DIRECTIONS FOR THIS TASK: In the material below, find the line with "Outline any gutter you see." and the line with "Outline any overcast sky you see.", then output those two lines and every line between them, exactly.

RECORDS SHOWN:

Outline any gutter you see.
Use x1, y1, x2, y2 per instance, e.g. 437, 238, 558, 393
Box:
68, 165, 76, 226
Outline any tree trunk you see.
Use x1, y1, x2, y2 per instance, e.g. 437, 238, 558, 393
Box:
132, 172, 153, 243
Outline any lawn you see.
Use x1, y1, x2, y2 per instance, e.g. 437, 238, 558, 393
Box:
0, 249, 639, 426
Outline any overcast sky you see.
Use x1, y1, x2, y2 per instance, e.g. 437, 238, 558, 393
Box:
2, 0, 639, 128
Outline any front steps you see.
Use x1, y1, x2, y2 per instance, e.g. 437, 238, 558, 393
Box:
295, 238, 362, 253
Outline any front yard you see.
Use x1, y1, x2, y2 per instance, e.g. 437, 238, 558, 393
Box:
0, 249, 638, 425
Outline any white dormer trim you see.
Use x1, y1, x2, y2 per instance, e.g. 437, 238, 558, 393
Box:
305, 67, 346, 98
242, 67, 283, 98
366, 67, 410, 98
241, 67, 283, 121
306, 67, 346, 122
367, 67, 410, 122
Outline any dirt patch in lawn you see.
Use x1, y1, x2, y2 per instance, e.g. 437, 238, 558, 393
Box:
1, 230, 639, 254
---
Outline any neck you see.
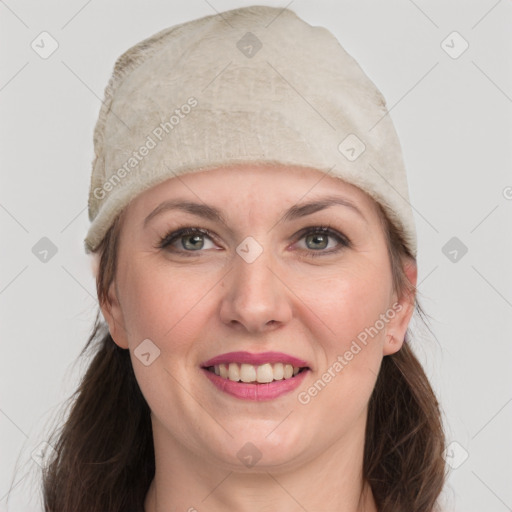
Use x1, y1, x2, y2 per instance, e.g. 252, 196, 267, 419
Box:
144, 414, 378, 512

RESPONSE TO THE TASK:
Outline any gutter you see.
Use x1, y1, x2, y2 per instance, e.g. 437, 238, 558, 393
Box:
68, 165, 76, 226
Outline any tree trunk you see.
Use x1, y1, x2, y2 per instance, e.g. 437, 238, 558, 393
Box:
132, 172, 153, 243
Outline any lawn you see.
Use x1, y1, x2, y2 per instance, e.g. 437, 238, 558, 393
Box:
0, 249, 639, 426
Outline any overcast sky you see.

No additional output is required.